--- Directions ---
Write the data out again, character for character, with no images.

Data entries:
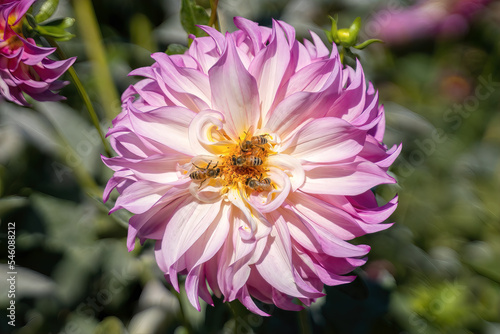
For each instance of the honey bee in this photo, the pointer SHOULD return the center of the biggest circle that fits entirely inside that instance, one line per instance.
(246, 161)
(202, 174)
(259, 184)
(260, 141)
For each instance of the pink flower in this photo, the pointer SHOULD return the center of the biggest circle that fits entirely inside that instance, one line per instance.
(250, 159)
(24, 66)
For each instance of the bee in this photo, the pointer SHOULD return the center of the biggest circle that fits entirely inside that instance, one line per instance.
(202, 174)
(259, 184)
(246, 161)
(260, 141)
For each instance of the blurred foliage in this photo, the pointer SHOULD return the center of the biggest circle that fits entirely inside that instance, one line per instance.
(435, 271)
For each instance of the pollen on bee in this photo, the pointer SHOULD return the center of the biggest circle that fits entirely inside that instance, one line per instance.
(236, 175)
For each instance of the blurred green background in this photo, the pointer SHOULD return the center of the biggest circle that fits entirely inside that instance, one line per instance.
(437, 270)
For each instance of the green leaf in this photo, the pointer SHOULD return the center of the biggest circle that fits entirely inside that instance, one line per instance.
(57, 29)
(191, 15)
(175, 49)
(329, 36)
(366, 43)
(46, 10)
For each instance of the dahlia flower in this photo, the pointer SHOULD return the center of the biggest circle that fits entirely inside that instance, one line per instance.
(250, 159)
(24, 66)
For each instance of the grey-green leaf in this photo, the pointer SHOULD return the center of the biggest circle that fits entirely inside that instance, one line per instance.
(192, 15)
(46, 10)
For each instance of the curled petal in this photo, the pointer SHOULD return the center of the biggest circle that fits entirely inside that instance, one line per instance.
(203, 133)
(269, 201)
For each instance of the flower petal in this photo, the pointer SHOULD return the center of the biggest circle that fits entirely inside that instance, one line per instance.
(326, 140)
(344, 179)
(234, 92)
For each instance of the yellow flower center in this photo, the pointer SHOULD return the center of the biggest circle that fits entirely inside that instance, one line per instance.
(240, 165)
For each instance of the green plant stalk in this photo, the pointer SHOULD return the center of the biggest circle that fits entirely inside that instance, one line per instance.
(85, 97)
(92, 39)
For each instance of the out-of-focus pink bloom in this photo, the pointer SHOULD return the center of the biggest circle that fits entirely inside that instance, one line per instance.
(427, 18)
(24, 66)
(250, 159)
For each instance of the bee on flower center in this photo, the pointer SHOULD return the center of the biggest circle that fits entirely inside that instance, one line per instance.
(259, 184)
(202, 174)
(255, 141)
(246, 161)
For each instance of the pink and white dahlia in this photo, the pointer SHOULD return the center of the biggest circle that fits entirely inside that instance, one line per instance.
(250, 159)
(24, 66)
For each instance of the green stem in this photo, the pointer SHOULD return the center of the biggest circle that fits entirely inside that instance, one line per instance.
(91, 36)
(213, 15)
(84, 95)
(182, 313)
(305, 327)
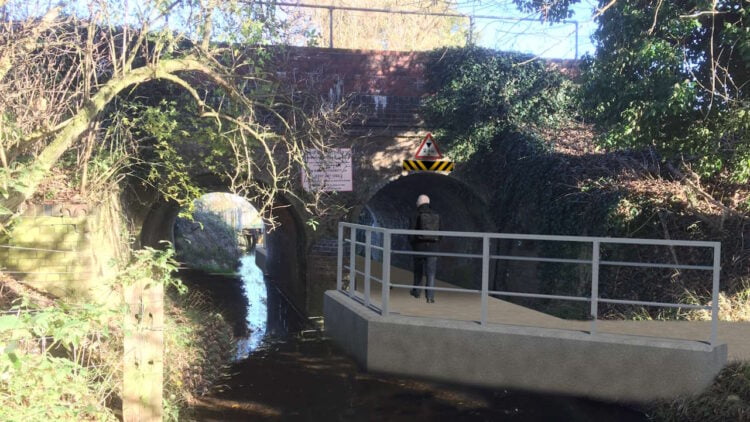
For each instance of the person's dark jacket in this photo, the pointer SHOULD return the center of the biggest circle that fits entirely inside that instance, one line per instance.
(418, 244)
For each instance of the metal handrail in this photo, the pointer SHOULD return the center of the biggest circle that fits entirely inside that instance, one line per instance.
(486, 258)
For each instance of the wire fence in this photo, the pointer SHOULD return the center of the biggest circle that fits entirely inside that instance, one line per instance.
(507, 33)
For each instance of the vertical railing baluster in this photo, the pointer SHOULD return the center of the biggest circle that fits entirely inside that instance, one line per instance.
(352, 262)
(330, 27)
(594, 285)
(485, 277)
(386, 273)
(368, 238)
(715, 294)
(340, 259)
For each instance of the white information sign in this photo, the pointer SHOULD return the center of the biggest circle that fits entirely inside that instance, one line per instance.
(329, 172)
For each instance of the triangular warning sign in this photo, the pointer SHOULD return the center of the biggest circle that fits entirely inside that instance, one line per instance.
(428, 149)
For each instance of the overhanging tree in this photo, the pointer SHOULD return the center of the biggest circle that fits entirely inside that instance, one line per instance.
(61, 70)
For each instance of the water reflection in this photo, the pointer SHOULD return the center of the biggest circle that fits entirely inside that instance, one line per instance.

--- The output ---
For each instance of the honey bee in this photo, the pointer SHOULD return the center of the biggest circle that fits entirely inside that instance, one line per instance.
(246, 161)
(202, 174)
(259, 184)
(260, 141)
For each instance of the pink flower in this photo, the pointer SHOULD return the center of the biggest circle that fits entirely inside that instance, one line per instance.
(250, 159)
(24, 66)
For each instance of the bee in this photo, the pointer SHOULD return the center of the biggest circle that fits entirely inside that instance, one line per instance.
(202, 174)
(259, 184)
(246, 161)
(260, 141)
For each instance of the blurred foliage in this photo, the pointer SHOULD return the center of the biggest circle that fits entirely inside that instance, one line per instance.
(435, 271)
For each instance of the pollen on bee in this photo, the pointer SHOULD return the center of the biggest circle that fits entirely inside that instance, one line per instance.
(236, 175)
For each instance of the blurred green background in this photo, the pointer SHOULD return the center of the biggest circle that fits entirely inside that instance, one line per instance.
(437, 270)
For each instance of the green leaf in this photo, the pointer SHOULD return the center of the biggest circle that fits entirely inside that instance, one line per instance.
(57, 29)
(191, 15)
(175, 49)
(329, 36)
(366, 43)
(46, 10)
For each instance of the dahlia flower in this photo, the pointer SHOULD return the center of the biggest circle that fits entirely inside that instance, one line per instance.
(250, 159)
(24, 66)
For each instance of the grey-green leaf in this photo, the pointer SHOULD return the center of the biggest circle that fits entirely inside that instance, one line per instance.
(192, 15)
(46, 10)
For each instance of the curled petal in this photo, the pointer SHOULD return the center of the biggest circle that fits entirely inside that instance, one line per instance.
(203, 133)
(269, 201)
For each instance of the flower petal in this photo, the pointer SHOULD return the center of the biggest circle that fits entirely inside that instance, one line per instance.
(326, 140)
(344, 179)
(234, 92)
For each instance of the yellow flower center in this photo, the pointer SHOULD return the center of the biggest circle that fits entirely inside that instance, one line per instance.
(240, 165)
For each instance of the green plant stalk in this photo, the pointer SHOULD return the center of the biggest circle that fits entirely inside that instance, one line per instance.
(85, 97)
(92, 39)
For each instance of the out-of-focus pink bloom in this photo, the pointer SHOULD return the center of the biggest circle that fits entirely inside that instance, one line per instance.
(427, 18)
(24, 66)
(250, 159)
For each instance of the bee on flower center in this photo, the pointer SHOULD return the center of the biggest circle that fits entirely inside that instance, one line per instance.
(259, 184)
(202, 174)
(255, 141)
(246, 161)
For each instance of the pink and white dahlia in this photo, the pointer SHOULD return the center of the biggest circle that fits entirely inside that instance, one line per instance.
(250, 159)
(24, 66)
For each instance of the green stem in this photo, the pointer SHOULD return the center of the biggest circle that fits entirely inside that instance, one line per instance.
(91, 36)
(213, 15)
(84, 95)
(182, 313)
(305, 327)
For each instance of the person's dark jacket in this photo, the pointer SHOULD return the center of the biggest circle that fits entirely inside that instance, one line per instance.
(418, 244)
For each instance of the metal handrail in this photo, the pointer SHOULD return the center of the biggest circle that fits entirely inside that instance, one line per instance.
(486, 258)
For each instance of the wire fence in this photo, the pointer SHOULD return the center of the biggest circle that fits entirely inside that instance, one line per instance.
(507, 33)
For each instance of the vertical railing baluster in this photo, the pointer SHOULD return the center of the biggest circle that fits entirely inside that instance, one line per instance.
(352, 262)
(330, 27)
(594, 285)
(485, 277)
(386, 273)
(368, 238)
(715, 294)
(340, 259)
For each instance of the white information sign in this photo, the pointer SHOULD return the center of the biggest circle that fits entirely inside that instance, one line per instance.
(329, 172)
For each instance of the triangular warning sign in this photo, the pointer SHOULD return the center of the biggest circle that fits entirely inside that instance, one line per instance.
(428, 149)
For each instance of the overhanging tree in this photo, the pointer SHOULD return the center of the biggest circle that fits entirely inside that instance, one line per instance.
(61, 70)
For each instance of the water reflection in this photo, the pointer SHOULD return the center of the biggest circle that fits entirely inside that instance, one line per instance.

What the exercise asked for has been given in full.